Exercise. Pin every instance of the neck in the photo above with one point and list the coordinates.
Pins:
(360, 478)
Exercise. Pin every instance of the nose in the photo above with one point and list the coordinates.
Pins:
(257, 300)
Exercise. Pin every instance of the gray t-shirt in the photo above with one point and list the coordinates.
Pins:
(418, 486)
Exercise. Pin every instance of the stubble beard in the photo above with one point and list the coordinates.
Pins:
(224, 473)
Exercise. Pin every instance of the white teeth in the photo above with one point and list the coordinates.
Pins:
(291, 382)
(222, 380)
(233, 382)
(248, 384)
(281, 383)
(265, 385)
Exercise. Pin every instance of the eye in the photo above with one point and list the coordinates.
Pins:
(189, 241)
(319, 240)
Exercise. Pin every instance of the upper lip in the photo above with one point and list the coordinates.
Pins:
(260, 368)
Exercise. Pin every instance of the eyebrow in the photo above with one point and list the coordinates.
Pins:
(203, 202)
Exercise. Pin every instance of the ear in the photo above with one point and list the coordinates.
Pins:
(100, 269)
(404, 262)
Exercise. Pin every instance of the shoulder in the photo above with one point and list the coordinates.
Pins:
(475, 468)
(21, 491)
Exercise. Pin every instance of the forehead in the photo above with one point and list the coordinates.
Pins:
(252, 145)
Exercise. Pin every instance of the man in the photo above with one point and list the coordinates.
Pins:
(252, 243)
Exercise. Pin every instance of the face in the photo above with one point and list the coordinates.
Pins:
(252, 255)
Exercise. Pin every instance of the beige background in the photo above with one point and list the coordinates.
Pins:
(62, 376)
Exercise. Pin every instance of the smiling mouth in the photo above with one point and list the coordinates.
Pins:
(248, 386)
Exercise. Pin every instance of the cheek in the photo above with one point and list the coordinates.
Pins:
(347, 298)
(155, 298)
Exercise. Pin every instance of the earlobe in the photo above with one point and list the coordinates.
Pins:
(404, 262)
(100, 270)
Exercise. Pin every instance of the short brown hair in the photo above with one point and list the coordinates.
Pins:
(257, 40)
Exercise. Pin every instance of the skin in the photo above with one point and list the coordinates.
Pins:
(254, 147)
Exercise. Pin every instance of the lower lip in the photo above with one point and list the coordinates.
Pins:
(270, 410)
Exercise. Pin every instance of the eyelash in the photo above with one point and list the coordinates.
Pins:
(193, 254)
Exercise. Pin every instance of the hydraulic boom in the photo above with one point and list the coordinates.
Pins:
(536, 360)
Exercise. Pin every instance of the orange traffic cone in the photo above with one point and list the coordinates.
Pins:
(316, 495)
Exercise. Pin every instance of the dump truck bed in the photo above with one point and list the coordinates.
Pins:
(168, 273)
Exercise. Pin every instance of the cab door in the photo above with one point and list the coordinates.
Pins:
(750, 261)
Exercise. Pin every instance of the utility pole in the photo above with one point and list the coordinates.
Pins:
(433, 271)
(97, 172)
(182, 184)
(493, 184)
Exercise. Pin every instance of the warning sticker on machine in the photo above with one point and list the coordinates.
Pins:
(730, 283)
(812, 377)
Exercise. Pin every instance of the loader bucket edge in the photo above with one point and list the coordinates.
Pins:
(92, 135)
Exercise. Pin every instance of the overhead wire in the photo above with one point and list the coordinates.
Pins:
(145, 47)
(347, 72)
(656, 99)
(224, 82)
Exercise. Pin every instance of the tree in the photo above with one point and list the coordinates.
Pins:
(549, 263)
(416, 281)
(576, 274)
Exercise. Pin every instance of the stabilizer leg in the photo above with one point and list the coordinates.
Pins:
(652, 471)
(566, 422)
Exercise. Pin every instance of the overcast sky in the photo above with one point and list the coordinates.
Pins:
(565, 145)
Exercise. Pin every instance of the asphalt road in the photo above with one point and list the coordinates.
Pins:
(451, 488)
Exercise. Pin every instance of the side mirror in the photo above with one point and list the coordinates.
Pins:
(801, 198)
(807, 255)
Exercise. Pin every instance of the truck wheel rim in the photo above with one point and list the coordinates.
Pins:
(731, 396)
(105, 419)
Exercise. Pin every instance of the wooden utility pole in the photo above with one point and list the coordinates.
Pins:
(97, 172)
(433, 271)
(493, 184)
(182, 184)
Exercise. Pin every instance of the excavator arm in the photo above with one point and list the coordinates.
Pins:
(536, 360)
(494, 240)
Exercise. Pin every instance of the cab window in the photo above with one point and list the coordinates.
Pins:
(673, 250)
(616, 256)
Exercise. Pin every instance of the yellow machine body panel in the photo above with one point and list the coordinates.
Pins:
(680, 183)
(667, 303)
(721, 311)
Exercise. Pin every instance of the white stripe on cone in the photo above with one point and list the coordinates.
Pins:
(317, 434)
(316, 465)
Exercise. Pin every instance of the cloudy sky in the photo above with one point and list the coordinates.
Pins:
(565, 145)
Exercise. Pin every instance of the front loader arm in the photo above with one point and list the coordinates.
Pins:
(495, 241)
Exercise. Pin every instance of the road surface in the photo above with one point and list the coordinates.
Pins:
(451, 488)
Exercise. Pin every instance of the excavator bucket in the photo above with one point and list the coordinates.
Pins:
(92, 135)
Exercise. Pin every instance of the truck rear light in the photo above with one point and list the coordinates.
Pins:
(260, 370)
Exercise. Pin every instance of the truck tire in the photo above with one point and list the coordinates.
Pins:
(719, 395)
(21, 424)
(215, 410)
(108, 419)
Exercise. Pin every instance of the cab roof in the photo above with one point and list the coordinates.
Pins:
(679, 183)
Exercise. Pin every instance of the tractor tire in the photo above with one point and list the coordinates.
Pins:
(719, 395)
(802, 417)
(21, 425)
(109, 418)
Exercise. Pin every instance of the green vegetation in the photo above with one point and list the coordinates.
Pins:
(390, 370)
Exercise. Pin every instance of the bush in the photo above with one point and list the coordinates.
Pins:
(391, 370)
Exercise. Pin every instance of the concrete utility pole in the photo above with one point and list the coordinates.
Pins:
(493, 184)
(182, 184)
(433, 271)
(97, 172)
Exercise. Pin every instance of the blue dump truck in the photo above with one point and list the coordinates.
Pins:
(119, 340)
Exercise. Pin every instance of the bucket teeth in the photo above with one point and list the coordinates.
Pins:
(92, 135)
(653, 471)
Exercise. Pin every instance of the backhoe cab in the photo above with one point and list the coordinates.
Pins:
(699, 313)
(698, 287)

######

The answer must be the data above, repeated exactly as it stands.

Exercise. Pin every instance of the neck in the photo above with one point and list the coordinates.
Pins:
(360, 478)
Exercise. Pin every instance of the nose in the photo above with one point and list the coordinates.
Pins:
(257, 300)
Exercise. Pin every instance of the gray t-shirt in the photo above with one point and list the coordinates.
Pins:
(418, 486)
Exercise. Pin every instance of the stubble beard in the photo above with one point and list the coordinates.
Pins:
(224, 473)
Exercise. Pin every instance of the white teeth in the photo above with one point and list the coordinates.
Pins:
(291, 382)
(222, 380)
(233, 382)
(248, 384)
(281, 383)
(265, 385)
Exercise. Pin every instance of the eye in the photo above with one point and list the coordinates.
Pins:
(189, 241)
(319, 240)
Exercise. Pin every instance of the upper lip in the photo above with one point and list the coordinates.
Pins:
(260, 368)
Exercise. Pin every instance of the eyebrow in the photo above with one point and list the coordinates.
Pins:
(203, 202)
Exercise. Pin every instance of the ear in the photo above with one point and list the coordinates.
Pins:
(100, 269)
(404, 262)
Exercise. Pin every instance of the shoulder in the photo above with one point and list the coordinates.
Pins:
(475, 468)
(21, 491)
Exercise. Pin every instance of the forehead in the photo above with one point and list the coordinates.
Pins:
(252, 145)
Exercise. Pin every instance of the man in the photo above with one point and list the coordinates.
Pins:
(252, 243)
Exercise. Pin every instance of the face in the photo above with one point and list the coordinates.
Pins:
(252, 255)
Exercise. Pin every instance of the beige background in the photo above with one point and list the coordinates.
Pins:
(62, 376)
Exercise. Pin every instance of the smiling mouth in the photo above with one point and list the coordinates.
Pins:
(248, 386)
Exercise. Pin every instance of the cheek in the photo above with one point and list the coordinates.
Pins:
(347, 298)
(155, 298)
Exercise. Pin every instance of the earlobe in the photo above with one point and list the coordinates.
Pins:
(404, 262)
(100, 270)
Exercise. Pin every instance of the short brown hair in the photo above with one point and list the coordinates.
Pins:
(257, 40)
Exercise. Pin every instance of the skin in the photo above with one point and list the coordinates.
Pins:
(254, 147)
Exercise. Pin every instance of the lower lip in the photo above with one point and list the coordinates.
Pins:
(270, 410)
Exercise. Pin every instance of the eyelash in the photo above with one point and list the coordinates.
Pins:
(193, 254)
Exercise. Pin every instance of the hydraulic boom in the photo above with one point and list the coordinates.
Pins:
(536, 360)
Exercise. Pin every instance of the orange traffic cone in the photo above with one point and list the coordinates.
Pins:
(316, 495)
Exercise. Pin every instance of the dump truck bed in the photo above with one point and list the coordinates.
Pins:
(168, 273)
Exercise. Pin every instance of the cab door in the photo above with one point and list the coordinates.
Pins:
(750, 261)
Exercise. Pin every instance of the utility pole in the photo above with one point and list the coordinates.
Pins:
(433, 271)
(97, 172)
(182, 184)
(493, 184)
Exercise. Pin every instance of the warning sticker on machine in the photo above with one point and list the coordinates.
Pins:
(730, 283)
(812, 377)
Exercise. Pin every instance of the loader bucket edge in the photo above with one point and list the coordinates.
Pins:
(92, 135)
Exercise. Pin every instance of the overhead wire in the photo above with one point and list the coordinates.
Pins:
(145, 47)
(347, 72)
(656, 99)
(224, 82)
Exercise. Pin every instance of the tree in the photo above with one point and list the coordinates.
Pins:
(549, 263)
(416, 281)
(576, 274)
Exercise. Pin every instance of the stabilizer leg in the photo above with one point and list the coordinates.
Pins:
(652, 471)
(566, 422)
Exercise. Pin every instance of the overcast sky in the photo above with one point and list the coordinates.
Pins:
(565, 145)
Exercise. Pin every instance of the asphalt road in the photo above with one point and list the coordinates.
Pins:
(451, 488)
Exercise. Pin every instance of the side mirror in the photo above with one point and list the coordinates.
Pins:
(801, 198)
(807, 255)
Exercise. Pin every instance of the truck wheel rim in the photo above with one point and list the coordinates.
Pins:
(731, 396)
(105, 419)
Exercise. Pin every instance of the wooden utility pole in the photo above with one point and list the coordinates.
Pins:
(97, 172)
(433, 271)
(493, 184)
(182, 184)
Exercise. Pin every instance of the excavator arm in the photo above with one point and list the coordinates.
Pins:
(536, 360)
(494, 240)
Exercise. Pin every instance of the cab window in the photo above with one point and list the coordinates.
Pins:
(673, 250)
(616, 256)
Exercise. Pin every instance of the yellow machine body panel in the photo above with one point and list the coordinates.
Pins:
(680, 183)
(667, 303)
(721, 311)
Exercise. Pin every instance of the white stripe on cone in the photo above with one point and list the coordinates.
Pins:
(317, 434)
(316, 465)
Exercise. Pin every instance of the cloudy sky in the photo above with one point and list the coordinates.
Pins:
(565, 145)
Exercise. Pin every instance of the front loader arm in the photo above with one point and list the coordinates.
Pins:
(495, 241)
Exercise. Pin every instance of the road surface in the photo above with one point and list the coordinates.
Pins:
(451, 488)
Exercise. Pin every instance of the excavator bucket in the photo above with one point and list the coordinates.
Pins:
(92, 135)
Exercise. Pin every instance of the truck rear light in the photo above with one point and list the coordinates.
Pins:
(260, 370)
Exercise. Pin every instance of the truck tire in the photo above with one point and list the coordinates.
Pins:
(719, 395)
(21, 424)
(215, 410)
(108, 419)
Exercise. Pin every instance of the cab roof in the photo above with one point and list the coordinates.
Pins:
(679, 183)
Exercise. Pin every instance of the tractor tire in the photo above with one point and list the coordinates.
Pins:
(719, 395)
(802, 417)
(21, 425)
(109, 418)
Exercise. Pin every instance of the green vegetation in the photo above with one point and list the coordinates.
Pins:
(390, 370)
Exercise. Pin every instance of the bush in the photo above with one point and list the coordinates.
Pins:
(391, 370)
Exercise. Pin every instance of the concrete utility pole in the photo above with one point and list the coordinates.
Pins:
(493, 184)
(182, 184)
(433, 271)
(97, 172)
Exercise. Pin every instance of the blue dump truck in the photo above with one point and list the coordinates.
Pins:
(119, 340)
Exercise. Pin every instance of the bucket teeth in the photo above with one point and list the coordinates.
Pins:
(92, 135)
(653, 471)
Exercise. Pin every instance of the backhoe cab in the photo above with one point and list the coordinates.
Pins:
(699, 313)
(698, 287)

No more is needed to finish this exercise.